Тайны петербургских крепостей. Шлиссельбургская пентаграмма — страница 35 из 39


Стогова И. Э., мать А. Ахматовой, член «НВ»: «Вера Николаевна была такая красивая, как точеная, ей надо было ехать – я дала ей свою парижскую шубку».


Л. А. Тихомиров: «Фигнер сама по себе была очень милая и до мозга костей убежденная террористка. Увлекала она людей много, больше своей искренностью и красотой. Но, собственно, она ровно ничего не смыслила в людях, в голове ее был большой сумбур, и, как заговорщица, она хороша была только в руках умных людей (как А. Михайлов или Желябов). «Старые» деятели терроризма пришли бы в ужас от одной мысли, что Фигнер руководит делами.

Она была незаменимая агитаторша. В полном смысле красавица, обворожительных, кокетливых манер, она увлекала всех, с кем сталкивалась. Между прочим, она принимала большое участие в создании петербургской военной организации. Но у нее было полное отсутствие конспиративных способностей. Страстная, увлекающаяся, она не имела понятия об осторожности. Ее близким другом сделался Дегаев, который впоследствии выдал ее самым бессовестным образом».

→ **ИЗВЛЕЧЁННЫЕ ДАННЫЕ**
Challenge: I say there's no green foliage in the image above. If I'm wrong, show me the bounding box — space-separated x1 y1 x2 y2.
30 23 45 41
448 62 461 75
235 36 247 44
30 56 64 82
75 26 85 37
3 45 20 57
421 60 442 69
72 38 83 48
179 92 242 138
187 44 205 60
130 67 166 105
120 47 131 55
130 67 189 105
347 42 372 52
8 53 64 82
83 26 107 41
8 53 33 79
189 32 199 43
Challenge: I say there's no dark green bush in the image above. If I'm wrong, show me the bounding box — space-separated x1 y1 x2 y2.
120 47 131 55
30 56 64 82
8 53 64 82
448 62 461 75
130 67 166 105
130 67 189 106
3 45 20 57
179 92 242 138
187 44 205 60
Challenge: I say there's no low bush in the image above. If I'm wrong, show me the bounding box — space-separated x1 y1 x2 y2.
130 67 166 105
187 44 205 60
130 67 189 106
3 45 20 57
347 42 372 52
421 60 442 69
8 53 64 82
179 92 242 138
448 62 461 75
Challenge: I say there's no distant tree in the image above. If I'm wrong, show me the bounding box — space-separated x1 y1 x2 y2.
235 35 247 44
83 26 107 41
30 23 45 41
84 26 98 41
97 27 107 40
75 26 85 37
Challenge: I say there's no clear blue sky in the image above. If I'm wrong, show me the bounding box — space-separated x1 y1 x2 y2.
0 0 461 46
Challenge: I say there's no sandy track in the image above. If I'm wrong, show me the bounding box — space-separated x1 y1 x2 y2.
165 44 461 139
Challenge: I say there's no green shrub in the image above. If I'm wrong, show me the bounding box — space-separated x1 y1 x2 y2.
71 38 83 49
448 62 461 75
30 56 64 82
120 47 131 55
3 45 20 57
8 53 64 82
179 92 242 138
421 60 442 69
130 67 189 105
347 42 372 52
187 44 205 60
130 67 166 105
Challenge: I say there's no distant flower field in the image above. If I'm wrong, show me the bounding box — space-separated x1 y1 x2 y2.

→ **ЗАДАНИЯ**
(a) Кто, по словам Л. А. Тихомирова в отрывке о Вере Фигнер, стал её близким другом, а впоследствии выдал её?
(b) Продолжите отрывок о Вере Фигнер с места, где он заканчивается.

→ **ОТВЕТЫ К ЗАДАНИЯМ**
(a) Дегаев.

(b)
А. В. Тырков: «Из моих воспоминаний о Вере Николаевне Фигнер приведу небольшой эпизод встречи с ней в день акта в университете, когда министру народного просвещения Сабурову были нанесено оскорбление. Идя по Невскому, по направлению к университету, я встретил Фигнер. «Что вы тут делаете? Ведь вам давно надо быть в университете». Я сказал, что мне эта история не нравится, потому не тороплюсь… «Не нравится?..» – бросила она мне решительно и кратко, повернулась и побежала дальше. У нее всегда был бодрый, смелый вид; гордость женщины соединились в ней с гордостью бойца; движения были быстры и решительны. Она обладала при этом таким звучным, музыкальным разговорным контральто, что ее речь лилась, как музыка. Такого голоса я никогда не слыхал. Низкие, грудные тоны его сообщали характер особенного мужества и глубины всему ее существу. Все вместе взятое было удивительно красиво».


B. Н. Фигнер: «После Шлиссельбурга в архангельскую ссылку Александра Ивановна Мороз привезла мне прекрасную большую гравюру с картины Сурикова «Боярыня Морозова. Она привезла ее, потому что знала, какое большое место в моем воображении в Шлиссельбурге занимала личность протопопа Аввакума и страдалица за старую веру боярыня Морозова, непоколебимо твердая и вместе такая трогательная в своей смерти от голода».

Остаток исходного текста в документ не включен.